#### Natural-language object grounding data
====================
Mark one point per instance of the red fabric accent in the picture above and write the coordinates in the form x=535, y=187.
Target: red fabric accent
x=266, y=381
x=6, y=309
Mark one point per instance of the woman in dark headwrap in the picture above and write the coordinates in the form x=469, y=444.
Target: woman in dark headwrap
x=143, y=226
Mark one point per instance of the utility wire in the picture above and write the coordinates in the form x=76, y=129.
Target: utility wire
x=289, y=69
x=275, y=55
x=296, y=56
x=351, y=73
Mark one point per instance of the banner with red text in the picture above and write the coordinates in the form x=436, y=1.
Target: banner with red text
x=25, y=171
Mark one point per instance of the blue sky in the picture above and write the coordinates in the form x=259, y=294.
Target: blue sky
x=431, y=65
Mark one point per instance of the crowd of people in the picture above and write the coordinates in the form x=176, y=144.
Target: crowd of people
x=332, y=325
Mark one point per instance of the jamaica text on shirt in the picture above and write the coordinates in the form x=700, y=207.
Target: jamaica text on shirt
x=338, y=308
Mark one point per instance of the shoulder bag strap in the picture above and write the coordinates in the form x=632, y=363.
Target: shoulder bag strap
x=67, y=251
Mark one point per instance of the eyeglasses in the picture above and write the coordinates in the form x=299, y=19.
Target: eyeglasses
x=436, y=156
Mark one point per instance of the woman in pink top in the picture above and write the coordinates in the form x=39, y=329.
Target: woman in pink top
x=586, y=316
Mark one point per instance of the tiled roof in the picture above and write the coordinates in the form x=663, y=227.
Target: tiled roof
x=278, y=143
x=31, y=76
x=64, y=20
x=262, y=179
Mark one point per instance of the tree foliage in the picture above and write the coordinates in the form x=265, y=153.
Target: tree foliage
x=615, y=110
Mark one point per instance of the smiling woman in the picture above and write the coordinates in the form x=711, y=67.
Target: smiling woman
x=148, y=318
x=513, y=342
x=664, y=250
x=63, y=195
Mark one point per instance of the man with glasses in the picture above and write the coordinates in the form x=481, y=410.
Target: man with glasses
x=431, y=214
====================
#### Exercise prompt
Using the exact wording, write out all of the records.

#### Output of the exercise
Mark one point per instance of the red fabric accent in the picture above and write the coordinates in the form x=535, y=187.
Target: red fabric accent
x=266, y=381
x=6, y=309
Mark one point per instance of the woman in dark headwrap in the picture above and write the coordinates in the form x=469, y=444.
Target: woman in dark headwrap
x=143, y=226
Mark one point per instance of the utility wire in the picture above and write the coordinates in the form x=76, y=129.
Target: utility wire
x=289, y=69
x=275, y=55
x=296, y=56
x=351, y=73
Mark one point per instance of the banner with red text in the picture above and write the coordinates in the form x=436, y=1.
Target: banner with red text
x=25, y=171
Mark one point per instance of the blue sky in the picture above and write the coordinates in the form x=259, y=294.
Target: blue sky
x=431, y=65
Mark one point per instance of the crowd of people in the picture above and write the coordinates in the form x=176, y=144.
Target: crowd of people
x=332, y=325
Mark one point per instance of the jamaica text on shirt in the picture above and write the coordinates in the form x=700, y=207.
Target: jamaica text on shirt
x=338, y=308
Mark one point per instance of the shoulder bag strap in the picture above and write the coordinates in the form x=632, y=363.
Target: shoulder bag strap
x=67, y=251
Mark one point per instance of the eyeglasses in the picture above and write the coordinates in the form x=299, y=19.
Target: eyeglasses
x=436, y=156
Mark one point per instance of the woman in pink top in the picture above and write the coordinates in the form x=39, y=329.
Target: woman in pink top
x=586, y=316
Mark one point per instance of the tiled roof in the picture above and write the coordinates in the form x=663, y=227.
Target: tiled roof
x=278, y=143
x=31, y=76
x=64, y=20
x=262, y=179
Mark one point per instance of the tree foliage in the picture above and write the coordinates in the form x=265, y=153.
Target: tree foliage
x=615, y=110
Mark one point per instance of the smiling woman in the picture above and write the coordinates in the form x=711, y=67.
Target: smiling woman
x=148, y=318
x=513, y=342
x=664, y=250
x=63, y=195
Mark one point per instance of the man with glasses in the picture above and write the coordinates in the form x=481, y=410.
Target: man with glasses
x=431, y=214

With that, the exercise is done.